Instructions for the task:
Put all the rows below into a numbered list, skipping any blank lines and leaving out the pictures.

[Dataset records]
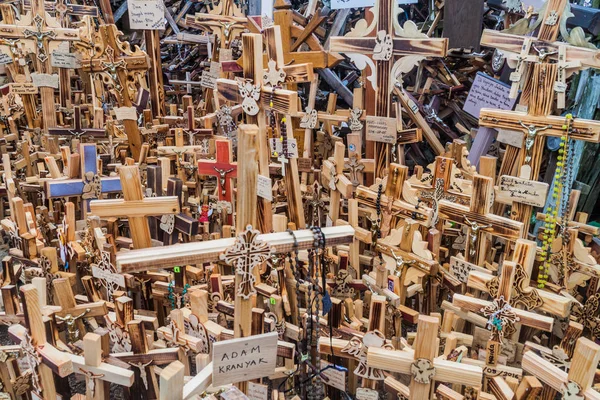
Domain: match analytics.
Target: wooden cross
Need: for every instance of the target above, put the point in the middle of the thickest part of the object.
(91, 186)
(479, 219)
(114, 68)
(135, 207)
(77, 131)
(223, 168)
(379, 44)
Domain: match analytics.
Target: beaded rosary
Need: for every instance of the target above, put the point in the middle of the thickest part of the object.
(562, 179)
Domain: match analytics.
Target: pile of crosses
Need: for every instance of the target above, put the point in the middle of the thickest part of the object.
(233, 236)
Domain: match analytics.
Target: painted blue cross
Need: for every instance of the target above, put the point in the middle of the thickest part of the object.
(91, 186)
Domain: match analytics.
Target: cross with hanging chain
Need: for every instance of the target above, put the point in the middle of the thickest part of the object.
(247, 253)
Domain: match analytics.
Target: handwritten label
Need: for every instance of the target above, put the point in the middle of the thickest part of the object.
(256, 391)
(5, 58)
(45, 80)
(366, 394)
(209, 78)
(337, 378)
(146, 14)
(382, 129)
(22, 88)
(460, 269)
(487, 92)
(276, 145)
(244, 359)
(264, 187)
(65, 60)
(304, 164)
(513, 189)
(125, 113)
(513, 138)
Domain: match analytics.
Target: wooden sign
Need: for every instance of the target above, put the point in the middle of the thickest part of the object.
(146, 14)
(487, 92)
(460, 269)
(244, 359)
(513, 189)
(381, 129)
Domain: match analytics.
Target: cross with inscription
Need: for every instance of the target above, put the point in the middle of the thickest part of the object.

Result:
1. Domain: match analytics.
2. Target: wooden cross
3. Need: for every instance of the target above, put the point in the middle of the thickest part of the object.
4. (91, 186)
5. (479, 219)
6. (114, 68)
7. (135, 207)
8. (77, 131)
9. (223, 168)
10. (379, 44)
11. Domain: match analytics.
12. Target: beaded rosary
13. Need: for every instance of the target above, put the point in the middle of the thickest part of the object.
14. (562, 179)
15. Domain: match analytics.
16. Target: pile of crosses
17. Need: for every instance of the target above, put the point in the middle of the thickest part of the object.
18. (233, 236)
19. Domain: match analytics.
20. Target: painted blue cross
21. Need: for every instance of the target above, put the point in the middle of the thickest part of the object.
22. (91, 186)
23. Domain: match analytics.
24. Target: cross with hanging chain
25. Need: for every instance of the target above, put the point in the middle of the thickest part of the object.
26. (247, 253)
27. Domain: match analytics.
28. Target: handwritten label
29. Need: for every instance of the target above, put the point in the middle of the thickest part of the object.
30. (256, 391)
31. (5, 58)
32. (45, 80)
33. (366, 394)
34. (209, 78)
35. (337, 378)
36. (146, 14)
37. (382, 129)
38. (22, 88)
39. (460, 269)
40. (487, 92)
41. (276, 145)
42. (244, 359)
43. (264, 187)
44. (65, 60)
45. (304, 164)
46. (513, 189)
47. (125, 113)
48. (513, 138)
49. Domain: match analytics.
50. Target: wooden sign
51. Need: for every instance of the target above, put the point in the middle of the thickest part of the object.
52. (146, 14)
53. (487, 92)
54. (460, 269)
55. (244, 359)
56. (513, 189)
57. (381, 129)
58. Domain: match analytics.
59. Target: cross with inscription
60. Need: for every instance of the target above, put the point in the middle of the thickest part of the object.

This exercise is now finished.